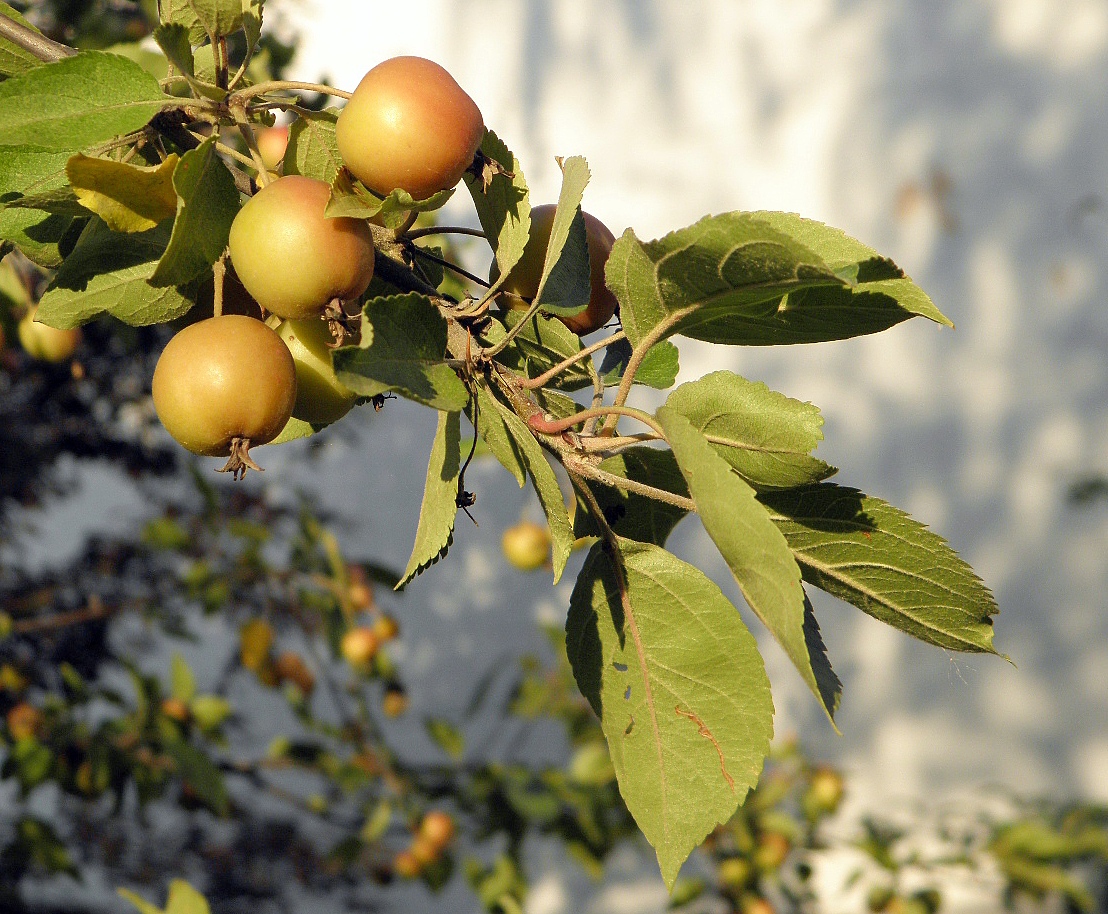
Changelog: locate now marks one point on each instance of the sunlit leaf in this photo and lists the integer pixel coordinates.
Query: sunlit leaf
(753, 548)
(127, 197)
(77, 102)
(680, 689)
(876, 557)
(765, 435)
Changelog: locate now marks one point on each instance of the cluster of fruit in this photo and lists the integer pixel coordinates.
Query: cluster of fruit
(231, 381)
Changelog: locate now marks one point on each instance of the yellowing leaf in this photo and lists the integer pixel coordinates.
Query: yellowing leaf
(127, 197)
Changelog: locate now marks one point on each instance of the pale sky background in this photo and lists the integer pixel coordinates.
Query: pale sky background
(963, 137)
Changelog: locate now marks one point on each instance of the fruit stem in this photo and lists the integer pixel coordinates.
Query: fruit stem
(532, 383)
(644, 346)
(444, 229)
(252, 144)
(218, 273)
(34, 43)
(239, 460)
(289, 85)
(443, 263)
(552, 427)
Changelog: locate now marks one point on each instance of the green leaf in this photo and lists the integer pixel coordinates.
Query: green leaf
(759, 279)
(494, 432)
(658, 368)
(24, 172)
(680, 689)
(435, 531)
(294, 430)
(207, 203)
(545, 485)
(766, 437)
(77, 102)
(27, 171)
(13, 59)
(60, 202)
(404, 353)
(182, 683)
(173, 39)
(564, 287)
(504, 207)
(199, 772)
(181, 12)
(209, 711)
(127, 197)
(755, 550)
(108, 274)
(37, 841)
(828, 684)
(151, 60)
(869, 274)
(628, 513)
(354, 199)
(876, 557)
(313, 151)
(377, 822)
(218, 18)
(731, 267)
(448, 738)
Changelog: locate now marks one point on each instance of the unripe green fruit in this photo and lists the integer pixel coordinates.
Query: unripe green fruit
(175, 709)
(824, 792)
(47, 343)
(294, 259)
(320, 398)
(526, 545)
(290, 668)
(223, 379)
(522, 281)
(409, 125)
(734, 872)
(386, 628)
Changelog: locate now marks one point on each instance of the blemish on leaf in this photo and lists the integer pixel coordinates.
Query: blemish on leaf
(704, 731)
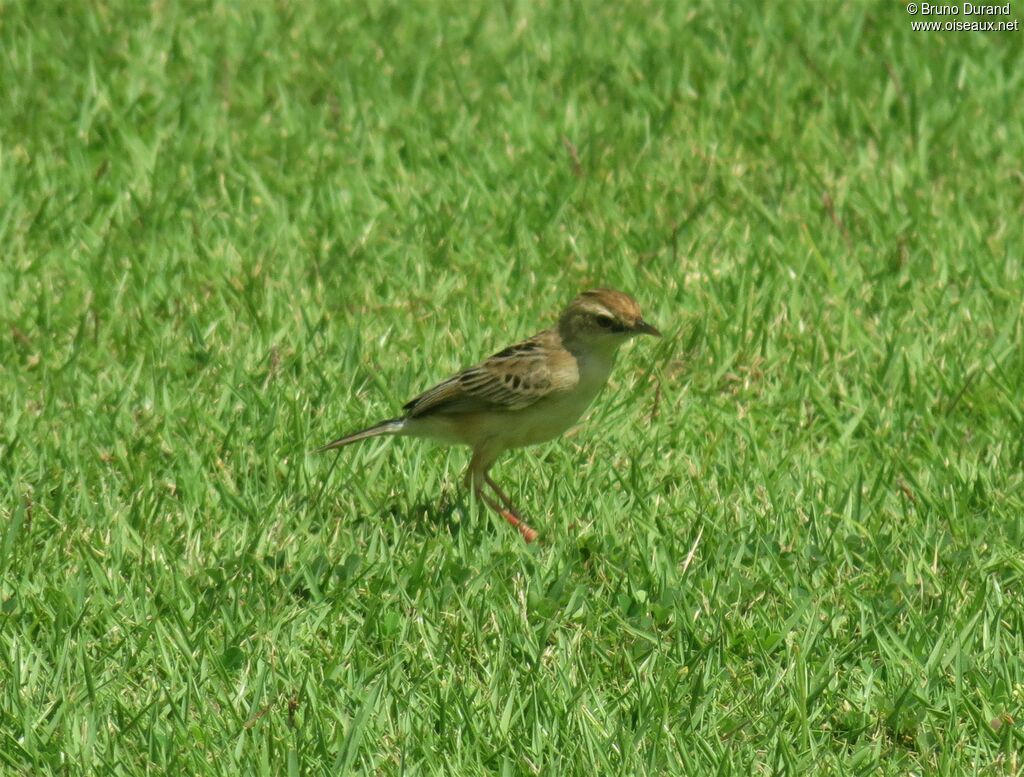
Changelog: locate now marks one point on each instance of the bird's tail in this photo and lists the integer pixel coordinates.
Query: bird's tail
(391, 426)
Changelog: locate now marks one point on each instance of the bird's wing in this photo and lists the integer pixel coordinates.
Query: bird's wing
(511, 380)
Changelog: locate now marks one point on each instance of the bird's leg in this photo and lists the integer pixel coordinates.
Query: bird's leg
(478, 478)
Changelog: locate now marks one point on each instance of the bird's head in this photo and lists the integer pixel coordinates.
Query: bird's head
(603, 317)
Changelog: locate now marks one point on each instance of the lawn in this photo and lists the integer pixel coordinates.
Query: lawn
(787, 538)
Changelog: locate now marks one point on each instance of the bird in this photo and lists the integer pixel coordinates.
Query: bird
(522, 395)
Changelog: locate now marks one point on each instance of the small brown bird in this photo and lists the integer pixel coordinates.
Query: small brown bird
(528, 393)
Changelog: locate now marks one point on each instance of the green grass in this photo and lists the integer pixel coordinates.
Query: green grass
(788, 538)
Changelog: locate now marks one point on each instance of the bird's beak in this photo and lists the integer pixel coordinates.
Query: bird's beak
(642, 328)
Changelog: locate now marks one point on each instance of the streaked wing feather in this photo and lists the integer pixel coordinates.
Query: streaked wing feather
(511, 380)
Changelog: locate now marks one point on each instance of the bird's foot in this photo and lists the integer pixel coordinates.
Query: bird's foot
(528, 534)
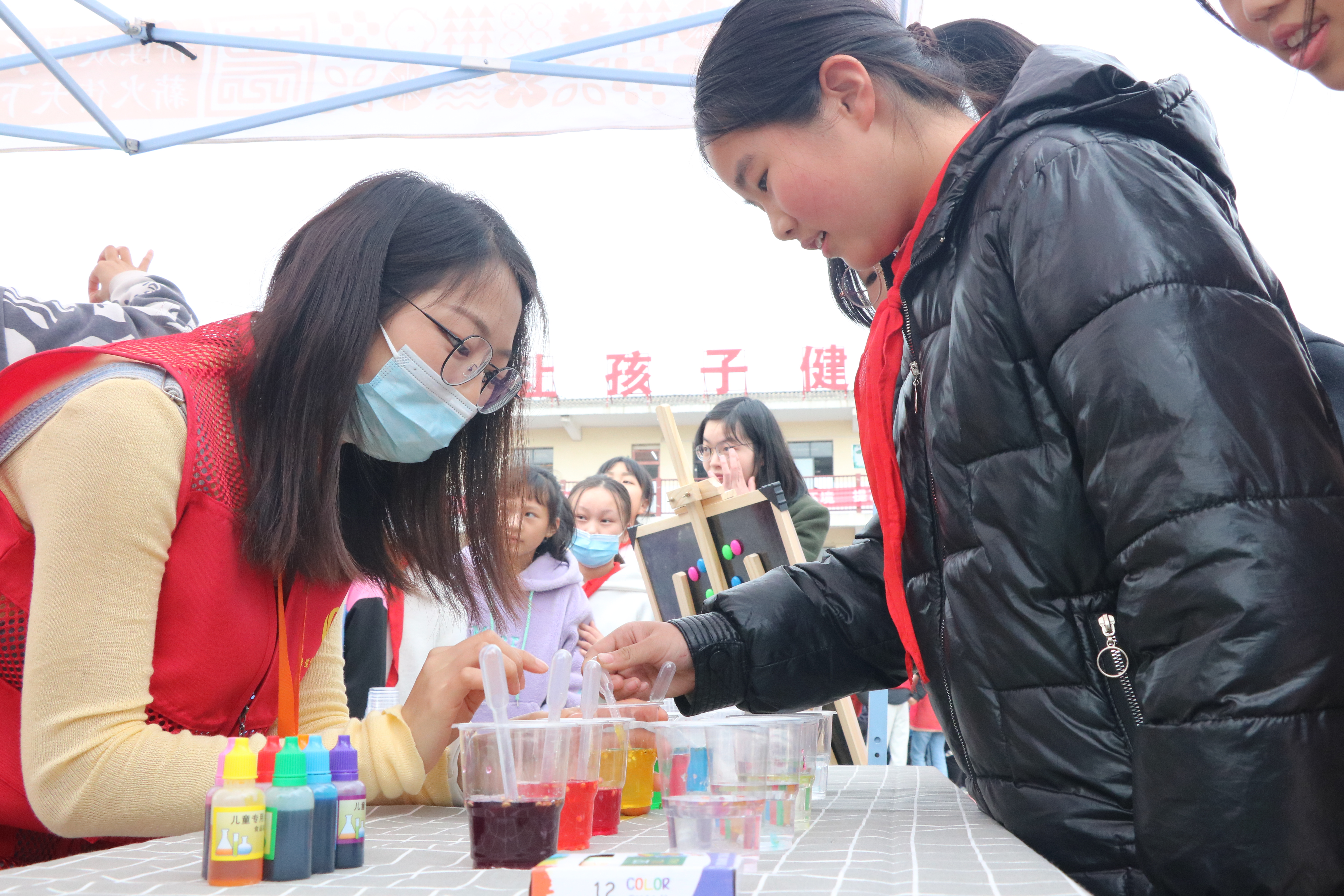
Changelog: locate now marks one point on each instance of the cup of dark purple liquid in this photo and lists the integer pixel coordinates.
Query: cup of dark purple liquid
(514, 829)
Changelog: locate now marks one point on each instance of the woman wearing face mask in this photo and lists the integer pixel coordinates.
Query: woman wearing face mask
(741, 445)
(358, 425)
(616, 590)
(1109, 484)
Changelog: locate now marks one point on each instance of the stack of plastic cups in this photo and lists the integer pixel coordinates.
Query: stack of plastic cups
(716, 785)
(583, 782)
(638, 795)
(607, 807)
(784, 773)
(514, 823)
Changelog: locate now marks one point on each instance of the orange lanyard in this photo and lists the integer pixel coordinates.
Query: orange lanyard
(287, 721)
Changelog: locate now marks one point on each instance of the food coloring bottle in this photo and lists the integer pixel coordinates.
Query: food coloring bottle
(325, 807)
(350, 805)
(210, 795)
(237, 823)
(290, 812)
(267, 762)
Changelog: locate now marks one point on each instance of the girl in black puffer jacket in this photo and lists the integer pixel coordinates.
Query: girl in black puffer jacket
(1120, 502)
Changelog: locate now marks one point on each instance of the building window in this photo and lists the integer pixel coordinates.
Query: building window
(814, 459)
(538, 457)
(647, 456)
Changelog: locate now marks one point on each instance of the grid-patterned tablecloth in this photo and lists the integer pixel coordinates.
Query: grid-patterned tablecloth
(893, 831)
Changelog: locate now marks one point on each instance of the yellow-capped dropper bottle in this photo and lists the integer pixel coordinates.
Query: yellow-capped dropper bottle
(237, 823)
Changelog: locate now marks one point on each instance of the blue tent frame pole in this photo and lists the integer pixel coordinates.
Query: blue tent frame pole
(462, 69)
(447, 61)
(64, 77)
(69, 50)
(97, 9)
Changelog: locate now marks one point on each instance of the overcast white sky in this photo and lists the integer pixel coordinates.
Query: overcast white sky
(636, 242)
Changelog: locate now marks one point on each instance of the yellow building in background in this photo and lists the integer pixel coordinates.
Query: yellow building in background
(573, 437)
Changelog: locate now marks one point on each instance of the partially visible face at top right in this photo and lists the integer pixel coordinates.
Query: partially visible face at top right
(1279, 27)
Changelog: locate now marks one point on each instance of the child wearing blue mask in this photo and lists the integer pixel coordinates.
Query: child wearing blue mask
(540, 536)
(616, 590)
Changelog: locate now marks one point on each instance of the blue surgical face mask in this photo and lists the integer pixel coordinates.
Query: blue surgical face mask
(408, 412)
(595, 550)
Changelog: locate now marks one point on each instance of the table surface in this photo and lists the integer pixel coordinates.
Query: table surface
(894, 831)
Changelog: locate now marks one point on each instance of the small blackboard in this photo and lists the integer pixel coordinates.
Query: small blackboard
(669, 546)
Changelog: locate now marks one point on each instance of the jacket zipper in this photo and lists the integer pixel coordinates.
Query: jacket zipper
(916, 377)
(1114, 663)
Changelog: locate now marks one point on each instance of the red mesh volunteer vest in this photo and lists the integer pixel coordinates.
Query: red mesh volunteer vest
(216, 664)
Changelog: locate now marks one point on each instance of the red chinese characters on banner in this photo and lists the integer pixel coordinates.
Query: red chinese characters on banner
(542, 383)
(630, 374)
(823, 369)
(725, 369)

..........

Task prompt:
Reproduce all the records above, replacing "integer pixel coordinates" with "whole-number pixel coordinates" everywhere and leaving everything else unchanged. Omit the pictures.

Written solution:
Changelog: locate now marks one point on each instance of the sunlit leaf in this photo and lists the whole-number pixel coordinates.
Query: sunlit leaf
(753, 548)
(127, 197)
(77, 102)
(680, 689)
(876, 557)
(765, 435)
Changelog: locate now marks one point on each instance of the cluster of fruit in this photo and lists the whole-number pixel coordinates.
Query: cluster of fruit
(231, 381)
Changelog: locate now marks one point on each instance of the yellowing leaf in this photo and lists the whole-number pixel coordinates.
Query: yellowing leaf
(127, 197)
Changelog: locate now marks one point on each instance of the pale sky background in this photo and lists the whole-number pixel coordinates.
Query: pale sky background
(963, 137)
Changelog: locate now marks one point on each instance of the fruit stem in this photo and lists the whole-number pixel coordinates.
Query: fruit stem
(532, 383)
(644, 346)
(444, 229)
(252, 144)
(218, 273)
(34, 43)
(239, 460)
(289, 85)
(443, 263)
(552, 427)
Changelog: locate now marks one point on each instance of the green leaf in this photo and lists the whole-number pixel coordinates.
Query: green leaf
(759, 279)
(494, 432)
(658, 368)
(24, 172)
(680, 689)
(435, 531)
(294, 430)
(207, 203)
(545, 485)
(766, 437)
(77, 102)
(27, 171)
(13, 59)
(60, 202)
(404, 353)
(182, 683)
(173, 39)
(564, 287)
(504, 207)
(199, 772)
(181, 12)
(209, 711)
(127, 197)
(755, 550)
(108, 274)
(37, 841)
(828, 684)
(151, 60)
(869, 274)
(628, 513)
(354, 199)
(876, 557)
(313, 151)
(377, 822)
(218, 18)
(731, 267)
(448, 738)
Changelog: locate now marks one point on each instance of the unripe green fruit in this photo and lists the whole-number pixel coordinates.
Query: unripe green fruit
(175, 709)
(824, 792)
(47, 343)
(294, 259)
(320, 398)
(526, 545)
(290, 668)
(223, 379)
(522, 281)
(409, 125)
(734, 872)
(386, 628)
Changelog: locate now marks one point on each instance of the blemish on leaf in this photo and lists the whole-number pixel coordinates.
Query: blemish on leaf
(704, 731)
Changelog: locate now marks one point on each instance of the bird's tail in this photo and lists the whole-number pixel coordinates.
Query: bird's tail
(391, 426)
Changelog: locate now marks one point on each instance of the bird's wing in this photo and lists the whole-number pixel coordinates.
Query: bird's wing
(511, 380)
Changelog: locate now marks one point on each instance of the bird's leg in this photo and lists the whole-number pixel coordinates.
Query: bird's leg
(478, 478)
Changelog: locate now marks one point on each instance of the bird's head in this photo and lists the whole-number pixel coordinates.
Query: bird's head
(603, 317)
Changelog: locate now marks one point on each instance of the lawn in this photo and lists the whole-number pixel coordinates.
Query: lawn
(787, 538)
Changelog: locate now marks one point on each instance of the bird in this photo and lists the whole-number pixel coordinates.
Query: bird
(522, 395)
Changelog: locate now marks one point on each instance of the small brown bird in this photo and lists the whole-number pixel coordinates.
Query: small brown bird
(528, 393)
Changelog: locate now marks one point on each instance of the green grass in this photo and lists the whole-number pixel coordinates.
Query: green grass
(788, 538)
Changelog: locate now marks one point on each instance of the bird's beak in this photo and lists the whole-number pixel coordinates.
Query: bird's beak
(642, 328)
Changelog: locate now marks one point on each instance of the streaked wing feather in this photo and lists the whole-number pixel coordinates.
Query: streaked wing feather
(511, 380)
Changelog: locate now marks one point on each instance of the bird's foot in this photo and lists the whole-number pixel coordinates.
Query: bird's foot
(528, 534)
Changelog: locate now marks one point on each instance of the cup of dark purple liquid in this photo and lists the whole-number pixel coordinates.
Query: cup of dark purple liquid
(514, 829)
Changelog: locate now marks one point on each instance of the woman wearing face mask in this photo and lists the whole-number pixel coordinates.
Query: woman wearing face mask
(741, 445)
(358, 425)
(616, 590)
(1109, 484)
Changelog: locate now marks one point on each instance of the stack of plastic cups in this photo and lists the whole-number pixel coordinates.
Query: stack of plastic cups
(716, 785)
(583, 782)
(638, 795)
(607, 807)
(784, 773)
(514, 823)
Changelog: locate now marks one point on each instance of the orange lanyard in this photo and lists the whole-number pixel coordinates.
Query: orange lanyard
(287, 721)
Changelog: locate now marks one point on each instance of the food coloring bottle in this photo and lists the whole-number pixel coordinates.
Query: food coloring bottle
(325, 807)
(350, 805)
(210, 795)
(237, 823)
(290, 812)
(267, 762)
Changelog: locate now marks one point on each instance of the girl in black puffer jacket in this photo and lists the whole-number pixel coordinates.
Query: girl in black puffer jacket
(1120, 502)
Changelog: locate now marks one point on each instance of the building window in this photo and lists the whole-number pixel coordinates.
Query: building window
(814, 459)
(538, 457)
(647, 456)
Changelog: locate now marks one point on each instance of the grid-patterned tablecloth in this photo and lists the whole-number pixel coordinates.
Query: grid-patterned tablecloth
(893, 831)
Changelog: locate now marks one point on each instance of the yellow-capped dropper bottle in this photo and lists the whole-number pixel coordinates.
Query: yellow-capped dropper bottle
(237, 823)
Changelog: locate now marks one point on each instance of the blue tent frame pole in this photo and lists the whole-number pixel coordinates.
Query: blue tent frame pole
(462, 69)
(447, 61)
(64, 77)
(69, 50)
(97, 9)
Changelog: locate now marks one point on each instance of the overcast white sky in this photo and lists the whole-number pixel coordinates.
Query: overcast white sky
(636, 242)
Changelog: locate now marks one point on each instance of the yellow building in background in this photo and lists the whole-number pixel coordinates.
Query: yellow building in background
(573, 437)
Changelog: locate now marks one point on each instance of the partially visible face at top right in this photo and lists the whole-number pixel coordinates.
Query: partially visible face at top right
(1279, 27)
Changelog: locate now marks one point on each instance of the child wearing blue mask in this photo and lists the whole-number pixel coordinates.
Query: child wearing blue mask
(540, 536)
(616, 590)
Changelog: locate now marks one point on each instance of the blue surgical face mask in this photo and lists the whole-number pixel coordinates.
Query: blue surgical face mask
(408, 412)
(595, 550)
Changelog: locate now marks one point on each instance of the table surface in this photo and lists the whole-number pixel coordinates.
Query: table surface
(894, 831)
Changelog: locate now marks one point on each instance of the small blackboard in this photo and lists the whole-number pixel coordinates.
Query: small blackboard
(669, 546)
Changelog: locate now marks one point on each instance of the jacket zipper in this photo and lists the whole-number pixel coordinates.
Query: jacket zipper
(916, 377)
(1114, 663)
Changelog: locate now marks one point on each instance of the red mesh volunteer vest in this photo and lists the whole-number pixel coordinates.
Query: red mesh volunteer vest
(216, 664)
Changelog: locate now marks one point on each instance of the red chinese characters on banner in this photo and lists the whole-number pixel coordinates.
Query: red chinese characters on banner
(542, 383)
(630, 374)
(823, 369)
(725, 369)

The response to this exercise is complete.